** BEGIN DOCUMENT PASSAGE **
Fig. 4. Drag dipole and lift dipole for the circular cylinder. Next, to determine the convergence and accuracy of the present method, the acoustic pressure by the drag dipole was calculated while changing the bound vortex number N and time step Δt . Figure 5 shows that for N > 40 , the average relative error decreased with decreasing time step, and the difference between N = 80 and 120 was not noticeable; thus the solutions were considered to converge at N ≥ 80 . The error of the lift dipole had a similar tendency, so that figure is omitted.

Fig. 5. Averaged relative error for drag dipole. Figure 6 shows the average relative error for the paths of the incident vortices. The solutions converged with a smaller numbers of bound vortices ( N ≥ 40 ) than the acoustic pressure in Fig. 5 ( N ≥ 80 ).


165

Fig. 6. Averaged relative error for path of the incident vortex. For the simulations of engineering applications, multiple vortices passing the body and produced on the body surface have to be considered. The acoustic pressure is easily obtained from Eqs. (7) and (11) by summing the acoustic pressures produced by each vortex passing the body. Therefore, although the solutions shown in Fig. 4 are very elemental, they are important for studying the fundamental characteristics of vortex sound.
** END DOCUMENT PASSAGE **
** BEGIN DATA SUPPLIED **
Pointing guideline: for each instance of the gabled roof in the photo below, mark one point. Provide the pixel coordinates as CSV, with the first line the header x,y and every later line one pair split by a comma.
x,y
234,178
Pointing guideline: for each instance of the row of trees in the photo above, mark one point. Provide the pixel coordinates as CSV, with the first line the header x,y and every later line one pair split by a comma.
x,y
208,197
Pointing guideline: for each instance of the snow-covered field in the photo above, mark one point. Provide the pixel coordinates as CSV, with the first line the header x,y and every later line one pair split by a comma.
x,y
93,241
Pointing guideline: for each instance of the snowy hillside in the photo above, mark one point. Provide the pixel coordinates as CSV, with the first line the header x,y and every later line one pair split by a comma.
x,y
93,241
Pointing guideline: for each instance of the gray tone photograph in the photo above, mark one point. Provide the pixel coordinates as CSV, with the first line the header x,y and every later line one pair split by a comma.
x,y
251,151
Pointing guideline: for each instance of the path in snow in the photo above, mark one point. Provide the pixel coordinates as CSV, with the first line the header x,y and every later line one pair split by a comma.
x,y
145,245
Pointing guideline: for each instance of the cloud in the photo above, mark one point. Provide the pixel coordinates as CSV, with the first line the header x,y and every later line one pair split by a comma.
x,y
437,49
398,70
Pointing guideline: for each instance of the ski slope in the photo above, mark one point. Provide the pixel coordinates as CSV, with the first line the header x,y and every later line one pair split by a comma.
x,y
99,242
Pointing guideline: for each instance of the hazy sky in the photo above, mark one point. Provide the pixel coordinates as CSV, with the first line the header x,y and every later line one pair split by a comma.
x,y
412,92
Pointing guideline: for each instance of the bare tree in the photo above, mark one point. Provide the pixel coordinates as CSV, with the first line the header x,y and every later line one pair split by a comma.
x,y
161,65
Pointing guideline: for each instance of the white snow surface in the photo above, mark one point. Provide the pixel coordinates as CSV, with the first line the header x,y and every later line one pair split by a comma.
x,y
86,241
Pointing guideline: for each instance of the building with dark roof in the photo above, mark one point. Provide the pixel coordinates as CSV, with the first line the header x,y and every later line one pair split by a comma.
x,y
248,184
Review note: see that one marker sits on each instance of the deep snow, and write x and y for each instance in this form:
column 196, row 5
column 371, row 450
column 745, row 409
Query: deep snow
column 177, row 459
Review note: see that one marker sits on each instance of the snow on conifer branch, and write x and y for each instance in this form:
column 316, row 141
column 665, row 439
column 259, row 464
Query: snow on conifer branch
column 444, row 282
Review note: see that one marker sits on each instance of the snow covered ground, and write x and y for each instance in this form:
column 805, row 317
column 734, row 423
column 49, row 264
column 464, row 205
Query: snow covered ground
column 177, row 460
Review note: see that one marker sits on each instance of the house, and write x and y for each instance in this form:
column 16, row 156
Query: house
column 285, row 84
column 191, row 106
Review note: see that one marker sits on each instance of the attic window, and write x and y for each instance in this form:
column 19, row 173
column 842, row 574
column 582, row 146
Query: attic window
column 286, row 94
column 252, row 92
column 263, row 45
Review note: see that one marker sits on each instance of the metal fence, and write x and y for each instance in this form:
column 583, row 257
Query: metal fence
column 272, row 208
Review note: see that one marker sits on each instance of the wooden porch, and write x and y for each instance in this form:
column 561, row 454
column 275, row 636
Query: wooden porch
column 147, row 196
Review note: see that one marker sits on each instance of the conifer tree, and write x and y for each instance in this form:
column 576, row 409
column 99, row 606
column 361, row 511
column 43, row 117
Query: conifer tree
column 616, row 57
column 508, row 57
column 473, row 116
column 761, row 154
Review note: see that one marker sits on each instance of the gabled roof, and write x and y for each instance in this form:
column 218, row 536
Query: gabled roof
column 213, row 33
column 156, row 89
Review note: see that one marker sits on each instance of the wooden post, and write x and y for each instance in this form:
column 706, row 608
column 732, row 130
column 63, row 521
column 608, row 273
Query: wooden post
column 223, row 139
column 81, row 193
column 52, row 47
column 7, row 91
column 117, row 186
** END DATA SUPPLIED **
▶ TASKS AND EXERCISES
(a) Copy out the passage on vortex sound and acoustic pressure word for word, in full.
(b) In the records, take the lines starting with the one containing "of the attic" and going on through the end of the records. Rewrite only those lines with "metal fence" changed to "iron railing" and nothing else altered.

▶ SET OF ANSWERS
(a)
Fig. 4. Drag dipole and lift dipole for the circular cylinder. Next, to determine the convergence and accuracy of the present method, the acoustic pressure by the drag dipole was calculated while changing the bound vortex number N and time step Δt . Figure 5 shows that for N > 40 , the average relative error decreased with decreasing time step, and the difference between N = 80 and 120 was not noticeable; thus the solutions were considered to converge at N ≥ 80 . The error of the lift dipole had a similar tendency, so that figure is omitted.

Fig. 5. Averaged relative error for drag dipole. Figure 6 shows the average relative error for the paths of the incident vortices. The solutions converged with a smaller numbers of bound vortices ( N ≥ 40 ) than the acoustic pressure in Fig. 5 ( N ≥ 80 ).


165

Fig. 6. Averaged relative error for path of the incident vortex. For the simulations of engineering applications, multiple vortices passing the body and produced on the body surface have to be considered. The acoustic pressure is easily obtained from Eqs. (7) and (11) by summing the acoustic pressures produced by each vortex passing the body. Therefore, although the solutions shown in Fig. 4 are very elemental, they are important for studying the fundamental characteristics of vortex sound.

(b)
Review note: see that one marker sits on each instance of the attic window, and write x and y for each instance in this form:
column 19, row 173
column 842, row 574
column 582, row 146
Query: attic window
column 286, row 94
column 252, row 92
column 263, row 45
Review note: see that one marker sits on each instance of the iron railing, and write x and y for each instance in this form:
column 583, row 257
Query: iron railing
column 272, row 208
Review note: see that one marker sits on each instance of the wooden porch, and write x and y for each instance in this form:
column 561, row 454
column 275, row 636
Query: wooden porch
column 147, row 196
Review note: see that one marker sits on each instance of the conifer tree, and write x and y for each instance in this form:
column 576, row 409
column 99, row 606
column 361, row 511
column 43, row 117
Query: conifer tree
column 616, row 57
column 508, row 57
column 473, row 116
column 761, row 154
Review note: see that one marker sits on each instance of the gabled roof, and write x and y for each instance in this form:
column 218, row 536
Query: gabled roof
column 213, row 33
column 156, row 89
Review note: see that one marker sits on each instance of the wooden post, and write x and y for each instance in this form:
column 706, row 608
column 732, row 130
column 63, row 521
column 608, row 273
Query: wooden post
column 223, row 139
column 81, row 193
column 52, row 47
column 7, row 91
column 117, row 186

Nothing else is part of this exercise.